Data records ▸
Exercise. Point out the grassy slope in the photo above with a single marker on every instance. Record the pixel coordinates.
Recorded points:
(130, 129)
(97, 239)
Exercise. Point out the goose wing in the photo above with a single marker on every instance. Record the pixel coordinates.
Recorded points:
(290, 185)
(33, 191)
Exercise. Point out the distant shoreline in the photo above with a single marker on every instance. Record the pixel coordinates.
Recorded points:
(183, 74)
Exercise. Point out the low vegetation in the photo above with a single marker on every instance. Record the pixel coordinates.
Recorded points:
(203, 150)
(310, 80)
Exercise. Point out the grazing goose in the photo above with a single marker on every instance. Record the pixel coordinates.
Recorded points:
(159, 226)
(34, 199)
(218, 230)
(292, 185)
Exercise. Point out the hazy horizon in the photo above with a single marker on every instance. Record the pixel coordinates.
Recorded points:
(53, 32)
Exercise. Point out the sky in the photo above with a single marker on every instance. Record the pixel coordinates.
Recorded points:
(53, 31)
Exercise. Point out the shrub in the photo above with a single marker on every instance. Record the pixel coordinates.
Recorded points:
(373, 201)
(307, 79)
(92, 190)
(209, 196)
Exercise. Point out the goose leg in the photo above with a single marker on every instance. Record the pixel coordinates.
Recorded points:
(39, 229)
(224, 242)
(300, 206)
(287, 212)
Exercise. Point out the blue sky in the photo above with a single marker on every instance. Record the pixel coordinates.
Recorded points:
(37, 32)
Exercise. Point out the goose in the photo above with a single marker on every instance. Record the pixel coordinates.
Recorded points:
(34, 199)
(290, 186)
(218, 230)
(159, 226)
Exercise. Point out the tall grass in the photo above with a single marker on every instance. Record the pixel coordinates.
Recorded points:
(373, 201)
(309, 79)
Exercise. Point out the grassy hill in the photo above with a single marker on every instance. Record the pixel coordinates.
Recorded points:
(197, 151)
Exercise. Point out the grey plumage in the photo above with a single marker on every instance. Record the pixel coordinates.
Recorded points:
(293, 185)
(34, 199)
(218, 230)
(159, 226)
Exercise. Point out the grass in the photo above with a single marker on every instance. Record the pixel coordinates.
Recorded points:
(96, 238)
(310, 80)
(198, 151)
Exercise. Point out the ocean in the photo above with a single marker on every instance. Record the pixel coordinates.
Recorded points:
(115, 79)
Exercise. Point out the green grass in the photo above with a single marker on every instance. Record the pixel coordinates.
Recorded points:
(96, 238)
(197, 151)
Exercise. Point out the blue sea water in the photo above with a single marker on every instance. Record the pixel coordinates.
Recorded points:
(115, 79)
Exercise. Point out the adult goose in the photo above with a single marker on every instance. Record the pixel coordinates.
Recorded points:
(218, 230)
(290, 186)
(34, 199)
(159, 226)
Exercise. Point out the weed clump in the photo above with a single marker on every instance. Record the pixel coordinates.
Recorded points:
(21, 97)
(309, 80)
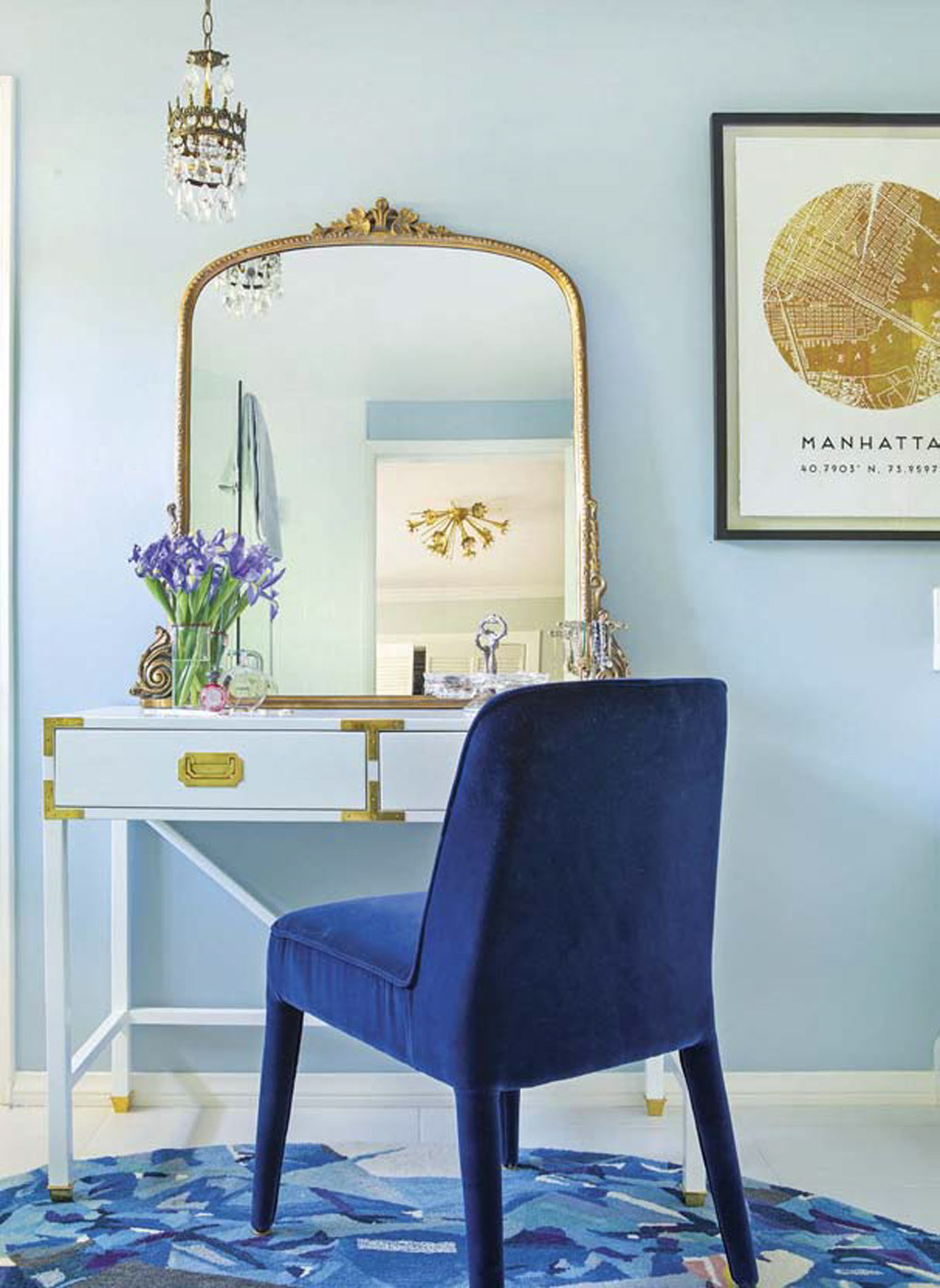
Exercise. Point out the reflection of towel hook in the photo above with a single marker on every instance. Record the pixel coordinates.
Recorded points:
(488, 634)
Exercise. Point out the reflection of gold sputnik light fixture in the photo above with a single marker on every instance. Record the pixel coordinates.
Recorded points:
(441, 531)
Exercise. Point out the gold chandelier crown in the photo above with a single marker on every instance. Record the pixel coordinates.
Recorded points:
(459, 526)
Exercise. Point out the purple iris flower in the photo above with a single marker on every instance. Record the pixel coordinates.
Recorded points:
(220, 575)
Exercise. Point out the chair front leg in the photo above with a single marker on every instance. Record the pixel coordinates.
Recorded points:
(706, 1089)
(479, 1133)
(284, 1028)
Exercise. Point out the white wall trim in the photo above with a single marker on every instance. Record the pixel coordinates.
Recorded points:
(417, 1091)
(6, 705)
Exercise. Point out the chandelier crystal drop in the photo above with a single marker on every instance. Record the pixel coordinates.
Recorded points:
(252, 287)
(205, 135)
(460, 526)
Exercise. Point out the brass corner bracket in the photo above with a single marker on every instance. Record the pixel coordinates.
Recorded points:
(380, 219)
(51, 724)
(371, 728)
(51, 811)
(373, 812)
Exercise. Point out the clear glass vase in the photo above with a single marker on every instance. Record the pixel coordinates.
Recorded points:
(197, 653)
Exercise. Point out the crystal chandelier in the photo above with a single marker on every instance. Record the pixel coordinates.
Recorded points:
(441, 531)
(252, 287)
(205, 143)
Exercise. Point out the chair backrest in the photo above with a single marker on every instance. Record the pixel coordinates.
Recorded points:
(568, 926)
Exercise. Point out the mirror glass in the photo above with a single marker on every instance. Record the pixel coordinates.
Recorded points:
(398, 427)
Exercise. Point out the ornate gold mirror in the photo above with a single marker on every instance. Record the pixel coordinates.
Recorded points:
(405, 426)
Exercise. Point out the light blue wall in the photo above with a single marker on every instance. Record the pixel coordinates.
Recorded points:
(531, 417)
(579, 129)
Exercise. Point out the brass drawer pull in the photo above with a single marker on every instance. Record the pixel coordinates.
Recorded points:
(210, 769)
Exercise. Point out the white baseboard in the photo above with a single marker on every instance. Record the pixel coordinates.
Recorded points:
(417, 1091)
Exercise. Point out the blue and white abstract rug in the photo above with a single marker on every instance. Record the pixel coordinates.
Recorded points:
(378, 1219)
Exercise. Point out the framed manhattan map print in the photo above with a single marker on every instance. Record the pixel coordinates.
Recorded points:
(827, 321)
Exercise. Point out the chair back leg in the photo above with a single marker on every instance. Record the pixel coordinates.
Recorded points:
(284, 1028)
(509, 1119)
(479, 1133)
(706, 1084)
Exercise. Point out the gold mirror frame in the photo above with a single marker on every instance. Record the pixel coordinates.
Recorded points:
(386, 226)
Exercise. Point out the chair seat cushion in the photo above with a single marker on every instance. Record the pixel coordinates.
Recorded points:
(350, 965)
(378, 934)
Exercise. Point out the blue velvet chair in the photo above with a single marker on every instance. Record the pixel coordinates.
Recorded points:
(568, 928)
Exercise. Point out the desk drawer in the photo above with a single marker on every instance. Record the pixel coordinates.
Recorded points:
(417, 769)
(142, 769)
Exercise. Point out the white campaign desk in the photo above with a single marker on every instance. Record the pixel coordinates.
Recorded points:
(162, 767)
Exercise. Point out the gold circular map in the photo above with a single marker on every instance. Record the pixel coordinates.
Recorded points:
(852, 294)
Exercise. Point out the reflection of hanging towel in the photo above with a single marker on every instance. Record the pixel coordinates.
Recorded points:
(259, 486)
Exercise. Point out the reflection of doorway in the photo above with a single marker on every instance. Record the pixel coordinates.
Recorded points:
(427, 608)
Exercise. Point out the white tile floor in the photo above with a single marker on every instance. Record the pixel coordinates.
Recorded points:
(885, 1159)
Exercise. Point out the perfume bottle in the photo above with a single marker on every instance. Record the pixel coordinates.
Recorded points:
(214, 695)
(246, 682)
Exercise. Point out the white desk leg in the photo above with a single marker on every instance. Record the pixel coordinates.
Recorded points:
(120, 966)
(58, 1009)
(694, 1181)
(654, 1076)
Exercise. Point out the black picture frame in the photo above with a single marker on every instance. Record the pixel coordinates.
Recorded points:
(729, 524)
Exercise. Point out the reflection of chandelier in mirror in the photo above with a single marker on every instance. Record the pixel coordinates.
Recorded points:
(252, 287)
(205, 143)
(441, 531)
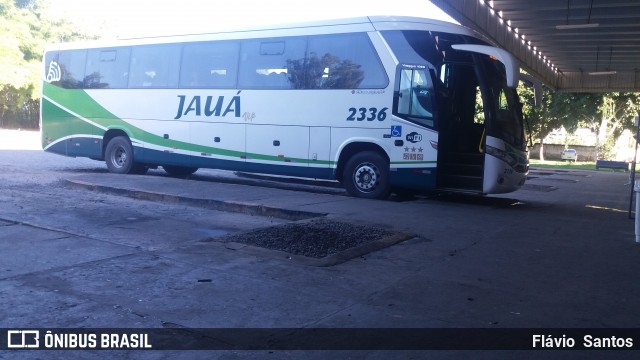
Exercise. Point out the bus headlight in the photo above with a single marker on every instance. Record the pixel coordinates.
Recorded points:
(502, 155)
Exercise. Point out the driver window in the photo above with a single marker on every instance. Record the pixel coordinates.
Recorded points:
(414, 96)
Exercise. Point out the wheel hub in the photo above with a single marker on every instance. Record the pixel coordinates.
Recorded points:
(366, 177)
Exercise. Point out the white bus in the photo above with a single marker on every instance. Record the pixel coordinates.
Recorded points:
(380, 104)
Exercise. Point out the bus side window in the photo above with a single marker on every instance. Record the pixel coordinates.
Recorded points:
(415, 97)
(209, 65)
(264, 62)
(154, 66)
(343, 61)
(107, 68)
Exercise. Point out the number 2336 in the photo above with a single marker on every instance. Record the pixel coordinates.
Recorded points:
(369, 114)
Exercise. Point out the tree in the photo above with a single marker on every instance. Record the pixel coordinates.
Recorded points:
(606, 114)
(25, 30)
(547, 116)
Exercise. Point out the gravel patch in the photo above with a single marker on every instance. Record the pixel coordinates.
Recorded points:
(316, 238)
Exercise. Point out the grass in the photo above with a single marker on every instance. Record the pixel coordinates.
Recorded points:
(568, 165)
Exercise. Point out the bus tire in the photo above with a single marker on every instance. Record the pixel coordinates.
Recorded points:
(179, 171)
(119, 157)
(366, 175)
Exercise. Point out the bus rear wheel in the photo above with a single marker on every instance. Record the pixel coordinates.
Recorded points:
(366, 175)
(179, 171)
(119, 157)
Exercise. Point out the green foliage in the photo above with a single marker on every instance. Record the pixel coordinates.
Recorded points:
(25, 31)
(606, 114)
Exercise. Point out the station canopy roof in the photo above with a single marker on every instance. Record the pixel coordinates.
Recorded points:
(571, 45)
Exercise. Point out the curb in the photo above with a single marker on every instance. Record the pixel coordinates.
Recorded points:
(227, 206)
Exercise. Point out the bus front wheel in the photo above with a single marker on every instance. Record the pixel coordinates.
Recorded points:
(366, 175)
(119, 157)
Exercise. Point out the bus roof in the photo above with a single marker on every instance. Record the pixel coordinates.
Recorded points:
(332, 26)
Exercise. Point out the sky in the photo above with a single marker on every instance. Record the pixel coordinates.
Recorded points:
(127, 18)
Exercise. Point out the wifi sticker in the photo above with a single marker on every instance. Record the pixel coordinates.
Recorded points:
(55, 73)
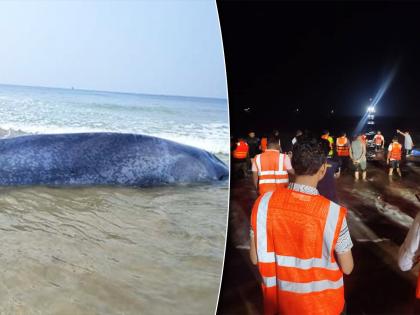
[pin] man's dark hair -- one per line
(272, 141)
(325, 145)
(308, 156)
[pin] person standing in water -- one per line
(300, 242)
(408, 141)
(271, 169)
(379, 141)
(394, 156)
(358, 156)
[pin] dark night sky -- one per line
(319, 56)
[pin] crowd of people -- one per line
(299, 237)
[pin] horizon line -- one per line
(72, 88)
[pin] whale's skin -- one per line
(104, 159)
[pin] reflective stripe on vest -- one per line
(288, 261)
(305, 287)
(271, 179)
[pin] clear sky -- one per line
(153, 47)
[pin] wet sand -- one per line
(380, 213)
(112, 250)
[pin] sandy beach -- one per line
(380, 213)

Instructions for the task ▸
Each line above that contains the word "window" should be counted, and only the total given.

Written response ▸
2